Please copy out the lines starting at the one that has "I was told the snow-covered" and stopping after the one with "[0,73,150,150]", changing "bounding box" to "rectangle" and leaving everything else unchanged.

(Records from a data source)
------------------------------------------------------------

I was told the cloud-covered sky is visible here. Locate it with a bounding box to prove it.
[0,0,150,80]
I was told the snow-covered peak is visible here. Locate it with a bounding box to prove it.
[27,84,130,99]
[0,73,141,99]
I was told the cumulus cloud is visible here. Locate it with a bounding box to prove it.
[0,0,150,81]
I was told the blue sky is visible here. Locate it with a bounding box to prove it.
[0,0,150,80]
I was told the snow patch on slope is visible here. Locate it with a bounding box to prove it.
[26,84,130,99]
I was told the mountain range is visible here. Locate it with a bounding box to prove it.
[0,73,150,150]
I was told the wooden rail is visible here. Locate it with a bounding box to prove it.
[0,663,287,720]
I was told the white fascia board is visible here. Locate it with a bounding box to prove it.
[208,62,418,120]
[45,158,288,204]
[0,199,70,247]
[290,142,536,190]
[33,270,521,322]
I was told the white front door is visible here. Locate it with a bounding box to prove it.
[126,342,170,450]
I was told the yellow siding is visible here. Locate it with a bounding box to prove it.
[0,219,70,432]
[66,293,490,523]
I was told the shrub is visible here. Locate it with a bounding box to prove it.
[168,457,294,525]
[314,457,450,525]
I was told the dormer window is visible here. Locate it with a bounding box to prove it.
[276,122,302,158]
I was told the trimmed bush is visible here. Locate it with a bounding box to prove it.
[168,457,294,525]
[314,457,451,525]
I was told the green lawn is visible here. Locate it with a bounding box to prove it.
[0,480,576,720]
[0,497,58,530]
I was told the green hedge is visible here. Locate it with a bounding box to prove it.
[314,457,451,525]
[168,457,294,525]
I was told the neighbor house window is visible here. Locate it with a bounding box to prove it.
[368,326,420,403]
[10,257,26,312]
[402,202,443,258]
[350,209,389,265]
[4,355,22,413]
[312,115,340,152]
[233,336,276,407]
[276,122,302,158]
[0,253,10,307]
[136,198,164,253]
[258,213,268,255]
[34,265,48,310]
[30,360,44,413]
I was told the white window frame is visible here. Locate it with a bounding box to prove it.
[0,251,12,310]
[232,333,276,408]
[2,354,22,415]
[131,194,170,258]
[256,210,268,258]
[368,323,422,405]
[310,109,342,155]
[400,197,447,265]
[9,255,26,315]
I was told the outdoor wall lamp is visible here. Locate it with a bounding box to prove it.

------------------------------------------------------------

■ EXERCISE RESULT
I was told the snow-covered peak is visible here. Locate it with a rectangle to prove it.
[27,84,130,99]
[0,73,141,99]
I was told the cumulus cloud is visible here. Locate it with a rectangle to prove it.
[0,0,150,81]
I was told the blue sky is visible here. Locate it with a rectangle to prove it.
[0,0,150,80]
I was told the snow patch on slope is visible here. Locate it with a rectangle to prove it.
[26,84,130,99]
I was told the mountain range is visible here. Locate it with a rectangle to prove it.
[0,73,150,150]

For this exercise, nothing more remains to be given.